EXERCISE BRIEF.
Answer these questions about the forum thread on commercial kitchen equipment, one per line:
1. According to the first post, what does the freight company do when you buy online?
2. In the post by Transglutaminase, what do most bylaws and codes seem more concerned with?
3. In the post by foodpump, who recognizes NSF (and UL in Canada)?

PS, in my experience it's better to buy local and not online. If you buy online, they send a freight company to your door and drop stuff off outside. End of Story. You have to bring it in, get it placed, installed, etc. It's worth the additional expense of buying from a local restaurant supply house, having them deliver it, set it up and get it working properly. You buy online, you have to fight the vendor if there are problems. When I bought my ovens, I was sorely tempted to buy the same thing from an online vendor (it might have been BigTray at the time, this was 10 years ago) or even from the used equipment dealer; but I chose to buy new, from a local place and they took care of everything. All I had to do was show up and watch. The used place would have done the same thing but I didn't like the ovens they had. You didn't ask so my apologies for this suggestion - but always buy refrigeration new. You don't need someone else's headache when it comes to refrigeration. And used refrigeration is ALWAYS a headache.


----------



## Transglutaminase (Jan 9, 2019)

Lots of other of forum views on this, ie
https://www.thebuildingcodeforum.co...appliances-used-in-commercial-buildings.5963/

It seems most bylaw/codes are more concerned with ventilation, esp. with burners, but could differ if one only uses the oven..

Might want to see a copy of the actual building (*and health code*) in your jurisdiction, ie:
https://www.portlandoregon.gov/bds/appeals/index.cfm?action=entry&appeal_id=15014

https://lakecountry.civicweb.net/document/74651

Seems some health inspectors want NSF, others not.
Locally, they seem more interested in food & waste storage, dishwashing and that the appliances get to the required temp.


----------



## foodpump (Oct 10, 2005)

Oh geez....

Look, NSF (and UL in Canada) are recognized by.... (drum roll please)...

Insurance companies!

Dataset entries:
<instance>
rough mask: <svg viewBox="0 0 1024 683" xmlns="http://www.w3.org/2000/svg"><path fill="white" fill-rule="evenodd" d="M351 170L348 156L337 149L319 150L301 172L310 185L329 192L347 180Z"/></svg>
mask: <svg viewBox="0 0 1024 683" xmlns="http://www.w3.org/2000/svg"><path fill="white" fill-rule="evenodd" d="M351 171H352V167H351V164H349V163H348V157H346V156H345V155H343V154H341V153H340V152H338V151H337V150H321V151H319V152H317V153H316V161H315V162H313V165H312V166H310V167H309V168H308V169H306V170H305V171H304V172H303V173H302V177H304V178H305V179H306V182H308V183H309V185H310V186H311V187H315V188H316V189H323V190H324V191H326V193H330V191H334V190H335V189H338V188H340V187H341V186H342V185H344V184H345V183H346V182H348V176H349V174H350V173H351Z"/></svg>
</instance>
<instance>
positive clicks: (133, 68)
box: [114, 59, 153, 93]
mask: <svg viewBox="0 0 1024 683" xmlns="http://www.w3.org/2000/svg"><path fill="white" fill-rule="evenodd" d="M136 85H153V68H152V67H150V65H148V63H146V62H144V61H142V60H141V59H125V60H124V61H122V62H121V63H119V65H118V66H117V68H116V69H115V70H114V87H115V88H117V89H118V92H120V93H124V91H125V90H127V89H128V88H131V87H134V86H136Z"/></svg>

ANSWER SECTION.
1. It drops the stuff off outside your door.
2. Ventilation, especially with burners.
3. Insurance companies.